(Records excerpted from a collection)
--------

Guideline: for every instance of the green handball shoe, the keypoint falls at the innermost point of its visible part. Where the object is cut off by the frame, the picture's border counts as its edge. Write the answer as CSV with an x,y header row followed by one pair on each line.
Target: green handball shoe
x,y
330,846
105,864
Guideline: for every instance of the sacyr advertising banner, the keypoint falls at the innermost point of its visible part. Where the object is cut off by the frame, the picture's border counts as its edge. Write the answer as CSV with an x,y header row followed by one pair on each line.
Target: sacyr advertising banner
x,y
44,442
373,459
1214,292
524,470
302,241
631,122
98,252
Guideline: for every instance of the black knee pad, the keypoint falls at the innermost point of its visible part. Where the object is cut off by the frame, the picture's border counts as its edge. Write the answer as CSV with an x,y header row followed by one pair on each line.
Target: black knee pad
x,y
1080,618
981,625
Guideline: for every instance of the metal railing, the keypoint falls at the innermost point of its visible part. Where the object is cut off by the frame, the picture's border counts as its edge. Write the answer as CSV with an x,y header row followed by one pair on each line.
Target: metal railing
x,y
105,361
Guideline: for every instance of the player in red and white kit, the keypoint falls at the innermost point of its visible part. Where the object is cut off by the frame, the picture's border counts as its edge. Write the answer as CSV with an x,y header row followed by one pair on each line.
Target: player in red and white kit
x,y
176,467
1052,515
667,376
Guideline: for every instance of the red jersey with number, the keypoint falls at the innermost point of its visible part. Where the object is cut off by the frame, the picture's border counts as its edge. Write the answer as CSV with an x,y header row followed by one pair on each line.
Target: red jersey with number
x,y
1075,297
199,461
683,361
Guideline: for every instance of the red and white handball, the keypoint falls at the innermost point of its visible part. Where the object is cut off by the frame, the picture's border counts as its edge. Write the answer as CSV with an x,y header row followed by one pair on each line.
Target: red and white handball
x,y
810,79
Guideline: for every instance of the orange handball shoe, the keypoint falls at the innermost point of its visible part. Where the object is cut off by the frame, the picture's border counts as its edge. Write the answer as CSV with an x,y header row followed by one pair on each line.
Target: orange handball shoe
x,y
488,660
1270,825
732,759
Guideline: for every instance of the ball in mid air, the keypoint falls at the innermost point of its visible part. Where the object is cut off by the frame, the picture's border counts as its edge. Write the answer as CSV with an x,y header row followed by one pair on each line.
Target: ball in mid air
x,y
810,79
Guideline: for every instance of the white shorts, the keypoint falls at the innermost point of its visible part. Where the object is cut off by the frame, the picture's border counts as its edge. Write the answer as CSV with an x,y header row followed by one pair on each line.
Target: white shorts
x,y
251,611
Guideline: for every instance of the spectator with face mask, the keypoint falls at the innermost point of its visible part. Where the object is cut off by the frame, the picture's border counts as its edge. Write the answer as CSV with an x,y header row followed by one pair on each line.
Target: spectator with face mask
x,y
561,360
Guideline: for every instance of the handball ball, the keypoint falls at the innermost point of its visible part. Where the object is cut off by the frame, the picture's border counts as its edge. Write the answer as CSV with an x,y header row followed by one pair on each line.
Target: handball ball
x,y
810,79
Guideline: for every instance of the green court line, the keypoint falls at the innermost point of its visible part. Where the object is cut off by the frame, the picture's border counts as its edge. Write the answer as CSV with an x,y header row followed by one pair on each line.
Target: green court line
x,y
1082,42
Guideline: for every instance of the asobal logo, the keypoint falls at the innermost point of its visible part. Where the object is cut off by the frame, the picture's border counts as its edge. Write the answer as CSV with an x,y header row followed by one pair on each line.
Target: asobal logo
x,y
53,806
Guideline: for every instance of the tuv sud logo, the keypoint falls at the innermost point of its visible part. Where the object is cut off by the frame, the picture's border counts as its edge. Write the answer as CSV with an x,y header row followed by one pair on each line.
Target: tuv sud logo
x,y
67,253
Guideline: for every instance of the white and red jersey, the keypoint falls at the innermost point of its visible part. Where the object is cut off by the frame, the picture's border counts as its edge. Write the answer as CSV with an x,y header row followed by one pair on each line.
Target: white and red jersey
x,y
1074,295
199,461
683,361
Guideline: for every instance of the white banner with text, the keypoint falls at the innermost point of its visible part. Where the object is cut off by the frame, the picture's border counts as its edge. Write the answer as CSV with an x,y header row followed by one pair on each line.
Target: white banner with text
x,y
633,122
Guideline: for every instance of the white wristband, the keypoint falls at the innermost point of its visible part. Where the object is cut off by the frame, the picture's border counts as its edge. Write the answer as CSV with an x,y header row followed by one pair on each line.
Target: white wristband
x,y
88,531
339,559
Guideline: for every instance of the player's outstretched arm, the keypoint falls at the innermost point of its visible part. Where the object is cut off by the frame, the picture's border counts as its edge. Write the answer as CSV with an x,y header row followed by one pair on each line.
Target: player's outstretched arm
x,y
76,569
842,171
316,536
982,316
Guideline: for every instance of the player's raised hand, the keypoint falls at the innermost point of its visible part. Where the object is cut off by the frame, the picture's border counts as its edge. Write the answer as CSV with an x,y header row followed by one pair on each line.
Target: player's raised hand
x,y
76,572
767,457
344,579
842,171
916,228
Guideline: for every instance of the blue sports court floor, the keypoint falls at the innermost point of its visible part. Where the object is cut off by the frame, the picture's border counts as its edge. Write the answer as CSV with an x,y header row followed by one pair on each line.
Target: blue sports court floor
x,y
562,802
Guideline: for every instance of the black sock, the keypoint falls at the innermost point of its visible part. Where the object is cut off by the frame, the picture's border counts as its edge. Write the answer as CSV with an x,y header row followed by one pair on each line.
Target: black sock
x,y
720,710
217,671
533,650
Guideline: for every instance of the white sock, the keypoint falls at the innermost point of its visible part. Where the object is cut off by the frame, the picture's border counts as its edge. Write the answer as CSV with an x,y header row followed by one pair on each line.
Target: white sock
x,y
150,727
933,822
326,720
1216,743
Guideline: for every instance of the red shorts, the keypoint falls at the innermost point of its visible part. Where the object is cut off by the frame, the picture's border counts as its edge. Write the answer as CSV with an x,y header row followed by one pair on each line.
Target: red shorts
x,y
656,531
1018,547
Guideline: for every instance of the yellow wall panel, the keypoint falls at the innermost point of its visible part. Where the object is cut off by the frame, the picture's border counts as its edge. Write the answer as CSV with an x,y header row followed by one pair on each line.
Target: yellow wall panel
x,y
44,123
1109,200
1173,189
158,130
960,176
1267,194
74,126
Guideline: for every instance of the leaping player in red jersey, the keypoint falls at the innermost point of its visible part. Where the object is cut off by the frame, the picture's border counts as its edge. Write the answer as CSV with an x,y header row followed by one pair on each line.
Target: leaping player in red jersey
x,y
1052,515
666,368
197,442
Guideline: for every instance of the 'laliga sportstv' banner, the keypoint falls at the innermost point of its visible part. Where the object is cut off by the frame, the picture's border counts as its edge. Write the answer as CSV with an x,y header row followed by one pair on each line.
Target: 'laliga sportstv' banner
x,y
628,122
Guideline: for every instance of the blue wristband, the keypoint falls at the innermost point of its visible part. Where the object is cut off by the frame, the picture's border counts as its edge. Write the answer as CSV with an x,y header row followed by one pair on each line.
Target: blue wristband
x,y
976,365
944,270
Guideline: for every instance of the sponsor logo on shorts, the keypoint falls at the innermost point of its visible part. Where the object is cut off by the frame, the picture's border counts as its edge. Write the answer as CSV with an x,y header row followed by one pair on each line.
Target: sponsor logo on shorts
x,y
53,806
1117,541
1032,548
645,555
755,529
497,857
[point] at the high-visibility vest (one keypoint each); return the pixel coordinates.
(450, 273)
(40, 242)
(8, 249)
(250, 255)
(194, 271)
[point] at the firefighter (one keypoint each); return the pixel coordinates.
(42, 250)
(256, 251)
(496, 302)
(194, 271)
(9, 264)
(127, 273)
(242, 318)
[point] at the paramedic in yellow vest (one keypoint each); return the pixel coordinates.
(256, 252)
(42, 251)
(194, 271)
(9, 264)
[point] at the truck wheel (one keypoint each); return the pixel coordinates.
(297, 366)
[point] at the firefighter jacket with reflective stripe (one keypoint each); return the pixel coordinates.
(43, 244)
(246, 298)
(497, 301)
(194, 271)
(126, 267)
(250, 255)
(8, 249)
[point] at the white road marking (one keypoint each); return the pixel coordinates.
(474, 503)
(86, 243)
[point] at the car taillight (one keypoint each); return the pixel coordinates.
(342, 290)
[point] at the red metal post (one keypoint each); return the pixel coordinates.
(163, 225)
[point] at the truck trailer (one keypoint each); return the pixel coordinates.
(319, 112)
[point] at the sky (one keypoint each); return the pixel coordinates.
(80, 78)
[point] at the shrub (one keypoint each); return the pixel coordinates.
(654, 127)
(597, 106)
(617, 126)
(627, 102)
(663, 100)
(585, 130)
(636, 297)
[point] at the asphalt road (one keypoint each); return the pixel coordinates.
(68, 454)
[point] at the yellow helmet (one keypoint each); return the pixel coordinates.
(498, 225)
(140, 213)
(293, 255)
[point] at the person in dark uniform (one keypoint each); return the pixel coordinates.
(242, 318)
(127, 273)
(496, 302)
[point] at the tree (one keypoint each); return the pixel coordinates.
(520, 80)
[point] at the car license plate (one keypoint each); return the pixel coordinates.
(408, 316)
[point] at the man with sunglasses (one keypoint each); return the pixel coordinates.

--------

**Stated exercise**
Reproduce the lines word for word, starting at the one holding "[point] at the shrub" and ending at the final line of the material above.

**Response**
[point] at the shrub (one keypoint each); return the pixel coordinates.
(654, 127)
(597, 106)
(617, 126)
(627, 102)
(663, 100)
(585, 130)
(636, 297)
[point] at the asphalt road (one keypoint each); return the pixel coordinates.
(68, 454)
[point] at the yellow helmet (one keypoint each); return the pixel coordinates.
(498, 225)
(140, 213)
(293, 255)
[point] at the person in dark uniform (one keypoint each); return the pixel coordinates.
(242, 318)
(127, 273)
(496, 302)
[point] at the tree (one keypoint each); return the pixel coordinates.
(520, 80)
[point] at the car license plate (one keypoint each); return the pixel coordinates.
(408, 316)
[point] at the man with sunglasses (one keypoint each); return the pixel coordinates.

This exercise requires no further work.